==== Given data ====

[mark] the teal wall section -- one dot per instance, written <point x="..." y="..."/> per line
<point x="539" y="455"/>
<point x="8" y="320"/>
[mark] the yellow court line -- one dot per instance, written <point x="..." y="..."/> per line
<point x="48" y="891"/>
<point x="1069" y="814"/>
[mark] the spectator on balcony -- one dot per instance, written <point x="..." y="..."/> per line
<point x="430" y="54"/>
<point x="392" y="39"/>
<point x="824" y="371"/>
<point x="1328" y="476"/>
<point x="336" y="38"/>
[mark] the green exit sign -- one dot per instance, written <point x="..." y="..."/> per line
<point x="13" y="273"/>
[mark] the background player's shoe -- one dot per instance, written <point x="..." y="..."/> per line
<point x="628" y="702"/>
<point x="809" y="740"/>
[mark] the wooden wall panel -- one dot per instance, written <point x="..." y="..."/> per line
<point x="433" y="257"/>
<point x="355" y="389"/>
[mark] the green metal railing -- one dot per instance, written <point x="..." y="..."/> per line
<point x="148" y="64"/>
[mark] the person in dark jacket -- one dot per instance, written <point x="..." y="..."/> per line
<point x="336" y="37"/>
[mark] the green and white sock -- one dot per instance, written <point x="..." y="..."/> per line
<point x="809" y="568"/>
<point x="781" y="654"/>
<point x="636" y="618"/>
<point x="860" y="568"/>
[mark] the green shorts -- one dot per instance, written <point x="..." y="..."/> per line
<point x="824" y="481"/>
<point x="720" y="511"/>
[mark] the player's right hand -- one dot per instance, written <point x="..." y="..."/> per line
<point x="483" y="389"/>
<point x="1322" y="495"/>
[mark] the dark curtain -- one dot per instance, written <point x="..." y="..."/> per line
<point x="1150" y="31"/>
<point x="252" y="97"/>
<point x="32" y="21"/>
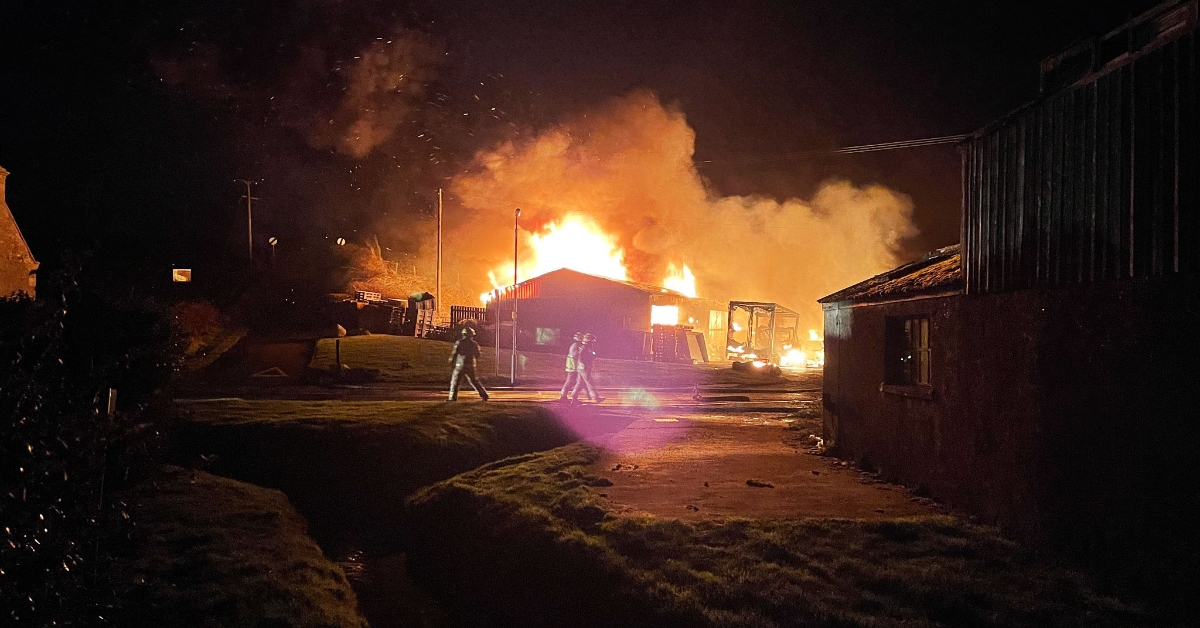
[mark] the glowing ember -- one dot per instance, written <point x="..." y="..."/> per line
<point x="681" y="280"/>
<point x="664" y="315"/>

====

To do
The job here is to write out the records exactly, pictures excluded.

Exercise solution
[mark] the teal wall section -- one dot per instance, written <point x="..." y="..."/> per line
<point x="539" y="455"/>
<point x="8" y="320"/>
[mark] the yellow court line -- one dot per instance, written <point x="..." y="..."/> per line
<point x="48" y="891"/>
<point x="1069" y="814"/>
[mark] the spectator on balcony -- one dot per instance, written <point x="..." y="..."/> per line
<point x="430" y="54"/>
<point x="392" y="39"/>
<point x="824" y="371"/>
<point x="1328" y="476"/>
<point x="336" y="38"/>
[mark] the green exit sign -- one dot per instance, written <point x="..." y="..."/> per line
<point x="13" y="273"/>
[mark] the background player's shoe -- one dot per instance, written <point x="..." y="..."/> per line
<point x="628" y="702"/>
<point x="809" y="740"/>
[mark] the wooden wall panel -- one dot per instance, written <point x="..." y="..."/> per line
<point x="433" y="257"/>
<point x="355" y="389"/>
[mark] the green metal railing -- one dot per instance, written <point x="..." y="..."/> per line
<point x="148" y="64"/>
[mark] the person in dark jacket -- one dot per instance, written <point x="..." y="..."/> per line
<point x="336" y="37"/>
[mark] the green and white sock -- one dot per instance, written <point x="..." y="..."/> per line
<point x="809" y="568"/>
<point x="781" y="654"/>
<point x="636" y="618"/>
<point x="860" y="568"/>
[mark] the green shorts -- one dot per instance, written <point x="..." y="..."/> per line
<point x="824" y="481"/>
<point x="720" y="511"/>
[mark] the player's right hand -- one dot per instance, written <point x="..." y="..."/> per line
<point x="483" y="389"/>
<point x="1322" y="495"/>
[mark] the dark curtain -- one dot per instance, written <point x="..." y="..."/> per line
<point x="1150" y="31"/>
<point x="252" y="97"/>
<point x="32" y="21"/>
[mark] the glowing ember -- one dot per instance, written <point x="..." y="..."/> per line
<point x="681" y="280"/>
<point x="664" y="315"/>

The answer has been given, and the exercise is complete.